### TASK GOAL
Convert the entries below into a JSON list of strings, with one string for each line and any blank lines omitted.

═══ PROVIDED RECORDS

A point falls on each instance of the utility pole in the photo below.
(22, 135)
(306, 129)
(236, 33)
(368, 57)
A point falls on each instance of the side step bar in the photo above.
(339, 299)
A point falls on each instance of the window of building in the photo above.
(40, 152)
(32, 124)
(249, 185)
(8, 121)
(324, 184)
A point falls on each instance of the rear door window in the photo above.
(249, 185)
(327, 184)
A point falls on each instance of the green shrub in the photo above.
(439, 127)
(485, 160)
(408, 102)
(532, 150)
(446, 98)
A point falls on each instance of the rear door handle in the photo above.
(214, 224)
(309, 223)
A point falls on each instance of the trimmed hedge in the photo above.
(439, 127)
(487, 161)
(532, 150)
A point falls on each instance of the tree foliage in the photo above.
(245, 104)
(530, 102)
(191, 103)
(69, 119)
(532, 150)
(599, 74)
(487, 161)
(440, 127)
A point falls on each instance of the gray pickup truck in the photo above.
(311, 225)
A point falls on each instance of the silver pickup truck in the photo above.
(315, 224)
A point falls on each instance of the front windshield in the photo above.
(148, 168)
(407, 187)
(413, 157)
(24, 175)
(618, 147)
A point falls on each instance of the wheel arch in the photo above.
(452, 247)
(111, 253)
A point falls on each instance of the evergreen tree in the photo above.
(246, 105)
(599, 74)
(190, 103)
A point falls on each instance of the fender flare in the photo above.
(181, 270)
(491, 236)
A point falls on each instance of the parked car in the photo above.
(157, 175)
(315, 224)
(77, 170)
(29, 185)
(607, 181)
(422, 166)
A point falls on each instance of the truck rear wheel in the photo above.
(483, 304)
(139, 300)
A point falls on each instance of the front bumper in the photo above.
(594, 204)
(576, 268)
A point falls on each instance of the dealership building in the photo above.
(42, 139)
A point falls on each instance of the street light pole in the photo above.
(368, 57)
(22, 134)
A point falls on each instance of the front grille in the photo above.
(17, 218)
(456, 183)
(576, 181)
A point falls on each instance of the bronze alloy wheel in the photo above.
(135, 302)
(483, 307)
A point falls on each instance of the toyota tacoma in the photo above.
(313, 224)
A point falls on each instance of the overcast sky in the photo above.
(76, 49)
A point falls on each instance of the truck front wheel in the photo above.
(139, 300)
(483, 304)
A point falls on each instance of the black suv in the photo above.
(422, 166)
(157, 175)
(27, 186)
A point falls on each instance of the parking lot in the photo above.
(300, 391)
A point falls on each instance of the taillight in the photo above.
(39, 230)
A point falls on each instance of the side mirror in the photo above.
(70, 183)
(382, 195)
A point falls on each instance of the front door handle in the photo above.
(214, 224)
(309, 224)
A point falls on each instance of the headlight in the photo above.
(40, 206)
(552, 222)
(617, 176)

══════

### FINISHED ANSWER
[
  "A point falls on each instance of the utility pole in the photo below.",
  "(22, 135)",
  "(306, 129)",
  "(236, 33)",
  "(368, 57)",
  "A point falls on each instance of the side step bar in the photo above.",
  "(339, 299)",
  "A point falls on each instance of the window of building in the photo above.",
  "(40, 152)",
  "(32, 124)",
  "(249, 185)",
  "(8, 121)",
  "(324, 184)",
  "A point falls on each instance of the rear door window in the photo above.",
  "(249, 185)",
  "(327, 184)",
  "A point falls on each instance of the green shrub in the photo above.",
  "(439, 127)",
  "(485, 160)",
  "(408, 102)",
  "(532, 150)",
  "(446, 98)",
  "A point falls on each instance of the rear door handle in the photo above.",
  "(214, 224)",
  "(309, 223)",
  "A point falls on each instance of the trimmed hedge in the photo above.",
  "(439, 127)",
  "(487, 161)",
  "(532, 150)",
  "A point falls on each instance of the tree foliage in the photo above.",
  "(245, 104)",
  "(530, 102)",
  "(191, 103)",
  "(69, 119)",
  "(532, 150)",
  "(599, 74)",
  "(487, 161)",
  "(440, 127)",
  "A point falls on each instance of the gray pickup truck in the photo above.",
  "(311, 225)",
  "A point falls on each instance of the silver pickup truck in the photo above.",
  "(315, 224)",
  "A point falls on each instance of the front windshield in the photo above.",
  "(148, 168)",
  "(407, 187)",
  "(413, 157)",
  "(24, 175)",
  "(618, 147)",
  "A point falls on each instance of the wheel arch in the photo above.",
  "(452, 247)",
  "(111, 253)",
  "A point falls on each instance of the evergreen tree in the photo above.",
  "(246, 105)",
  "(599, 74)",
  "(190, 103)",
  "A point falls on each instance of the fender flare in the photo above.",
  "(181, 270)",
  "(491, 236)",
  "A point falls on each instance of the parked car in the photo above.",
  "(157, 175)",
  "(315, 224)",
  "(77, 170)",
  "(29, 185)",
  "(607, 181)",
  "(422, 166)",
  "A point falls on each instance of the truck rear wheel in the photo above.",
  "(483, 304)",
  "(139, 300)",
  "A point falls on each instance of the front bumper in the photo above.",
  "(594, 204)",
  "(576, 268)",
  "A point falls on each instance of the dealership building in the photo above.",
  "(42, 139)",
  "A point falls on each instance of the street light pole in the photo above.",
  "(368, 57)",
  "(22, 134)",
  "A point falls on each instance of the front grille in the photo above.",
  "(17, 218)",
  "(456, 183)",
  "(576, 181)",
  "A point falls on each instance of the bronze alloy wheel in the photo above.",
  "(135, 302)",
  "(483, 307)",
  "A point falls on each instance of the toyota tacoma in the photo above.",
  "(313, 224)",
  "A point falls on each instance of the overcast sky in the photo above.",
  "(76, 49)",
  "A point falls on each instance of the truck front wheel in the photo above.",
  "(139, 300)",
  "(483, 304)",
  "A point falls on each instance of the black suv in the photo above.",
  "(422, 166)",
  "(157, 175)",
  "(27, 186)",
  "A point falls on each instance of the parking lot in the photo above.",
  "(300, 391)",
  "A point falls on each instance of the taillight in the photo above.",
  "(39, 230)",
  "A point falls on each instance of the side mirror in the photo above.",
  "(70, 183)",
  "(382, 195)",
  "A point falls on each instance of the front door handle in the photo above.",
  "(214, 224)",
  "(309, 224)",
  "A point falls on each instance of the headlight in the photo above.",
  "(40, 206)",
  "(552, 222)",
  "(617, 176)"
]